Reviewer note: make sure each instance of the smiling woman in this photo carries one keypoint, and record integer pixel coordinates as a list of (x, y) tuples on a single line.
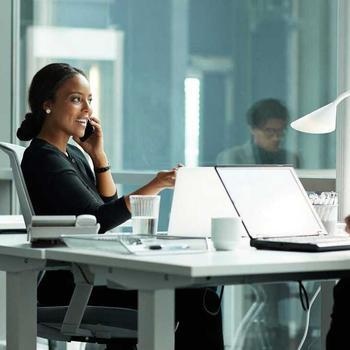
[(61, 182)]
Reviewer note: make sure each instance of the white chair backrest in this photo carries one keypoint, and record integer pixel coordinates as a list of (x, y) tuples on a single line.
[(15, 154)]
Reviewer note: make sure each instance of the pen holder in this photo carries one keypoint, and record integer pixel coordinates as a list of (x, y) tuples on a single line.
[(328, 214)]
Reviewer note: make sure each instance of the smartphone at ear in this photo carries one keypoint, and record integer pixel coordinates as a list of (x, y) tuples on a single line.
[(88, 131)]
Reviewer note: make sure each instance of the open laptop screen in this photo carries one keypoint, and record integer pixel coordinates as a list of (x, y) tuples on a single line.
[(270, 200), (198, 196)]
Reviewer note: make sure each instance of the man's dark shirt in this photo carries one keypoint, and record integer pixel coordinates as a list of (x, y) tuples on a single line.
[(61, 185)]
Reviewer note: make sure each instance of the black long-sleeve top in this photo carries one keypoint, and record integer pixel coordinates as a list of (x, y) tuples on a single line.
[(61, 185)]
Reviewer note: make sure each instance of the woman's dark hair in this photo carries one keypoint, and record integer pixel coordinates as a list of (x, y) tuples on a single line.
[(43, 87), (260, 112)]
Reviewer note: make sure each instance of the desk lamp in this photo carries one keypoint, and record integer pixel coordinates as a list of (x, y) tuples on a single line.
[(321, 120)]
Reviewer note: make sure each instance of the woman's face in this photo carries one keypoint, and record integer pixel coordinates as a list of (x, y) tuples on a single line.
[(71, 107)]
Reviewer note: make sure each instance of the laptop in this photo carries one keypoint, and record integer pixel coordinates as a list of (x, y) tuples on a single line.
[(275, 209), (198, 196)]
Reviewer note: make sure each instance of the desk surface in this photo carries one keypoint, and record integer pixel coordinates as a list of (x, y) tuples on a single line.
[(243, 262), (154, 276)]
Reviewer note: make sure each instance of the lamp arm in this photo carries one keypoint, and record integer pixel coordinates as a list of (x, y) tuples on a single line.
[(342, 97)]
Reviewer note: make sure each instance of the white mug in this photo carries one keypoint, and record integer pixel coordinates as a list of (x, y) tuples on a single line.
[(226, 232)]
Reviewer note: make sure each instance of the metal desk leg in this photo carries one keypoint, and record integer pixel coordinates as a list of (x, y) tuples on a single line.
[(156, 321), (326, 309), (21, 312)]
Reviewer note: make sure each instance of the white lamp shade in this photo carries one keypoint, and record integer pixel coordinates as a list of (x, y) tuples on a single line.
[(320, 121)]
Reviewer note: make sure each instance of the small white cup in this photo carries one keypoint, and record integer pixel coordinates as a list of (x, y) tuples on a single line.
[(226, 232), (144, 214)]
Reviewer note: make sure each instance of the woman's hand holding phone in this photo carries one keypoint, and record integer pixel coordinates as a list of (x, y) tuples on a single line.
[(92, 142)]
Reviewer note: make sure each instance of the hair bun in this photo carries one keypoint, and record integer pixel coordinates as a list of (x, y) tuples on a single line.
[(29, 128)]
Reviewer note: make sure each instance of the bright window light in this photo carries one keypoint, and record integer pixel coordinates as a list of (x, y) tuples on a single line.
[(192, 113)]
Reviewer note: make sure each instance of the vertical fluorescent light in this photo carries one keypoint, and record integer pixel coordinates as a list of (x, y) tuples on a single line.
[(95, 85), (192, 112)]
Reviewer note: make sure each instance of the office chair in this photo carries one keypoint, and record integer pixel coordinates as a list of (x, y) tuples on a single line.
[(76, 321)]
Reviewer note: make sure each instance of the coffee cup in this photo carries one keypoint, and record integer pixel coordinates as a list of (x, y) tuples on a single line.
[(226, 232)]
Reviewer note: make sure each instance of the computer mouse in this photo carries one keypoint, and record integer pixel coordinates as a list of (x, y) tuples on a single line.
[(85, 220)]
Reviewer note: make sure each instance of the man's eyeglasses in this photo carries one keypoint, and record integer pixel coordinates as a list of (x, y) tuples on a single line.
[(270, 132)]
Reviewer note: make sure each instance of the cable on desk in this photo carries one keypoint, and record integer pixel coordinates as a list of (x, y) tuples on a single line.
[(308, 317), (304, 299), (83, 274), (213, 313)]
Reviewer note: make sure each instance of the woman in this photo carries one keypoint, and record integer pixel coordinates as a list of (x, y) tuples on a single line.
[(61, 182)]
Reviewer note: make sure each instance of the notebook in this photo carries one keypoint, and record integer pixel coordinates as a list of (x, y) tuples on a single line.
[(198, 196), (275, 209)]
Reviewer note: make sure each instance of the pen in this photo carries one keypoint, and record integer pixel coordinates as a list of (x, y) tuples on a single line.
[(168, 246)]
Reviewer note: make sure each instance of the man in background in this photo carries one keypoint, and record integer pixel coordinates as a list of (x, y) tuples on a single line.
[(267, 120)]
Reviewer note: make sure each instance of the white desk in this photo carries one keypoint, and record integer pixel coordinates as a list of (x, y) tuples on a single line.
[(155, 277)]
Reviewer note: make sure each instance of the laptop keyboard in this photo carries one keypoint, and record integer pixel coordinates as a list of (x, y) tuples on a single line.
[(312, 239)]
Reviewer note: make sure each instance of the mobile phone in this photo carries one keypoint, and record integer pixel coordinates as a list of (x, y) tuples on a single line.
[(88, 131)]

▬▬▬

What this task involves: Please restate the entries from the line with "Reviewer note: make sure each instance of the office" to the line with "[(76, 321)]", both included and requests too, multiplying each keypoint coordinate in the answers by 2.5 and rounding to whole numbers, halves up. Leave out all other lines.

Task output:
Reviewer note: make sure each instance of the office chair in this photo carries one keypoint, and record integer pixel coordinates as a list of (x, y) tuples on a single line.
[(190, 803)]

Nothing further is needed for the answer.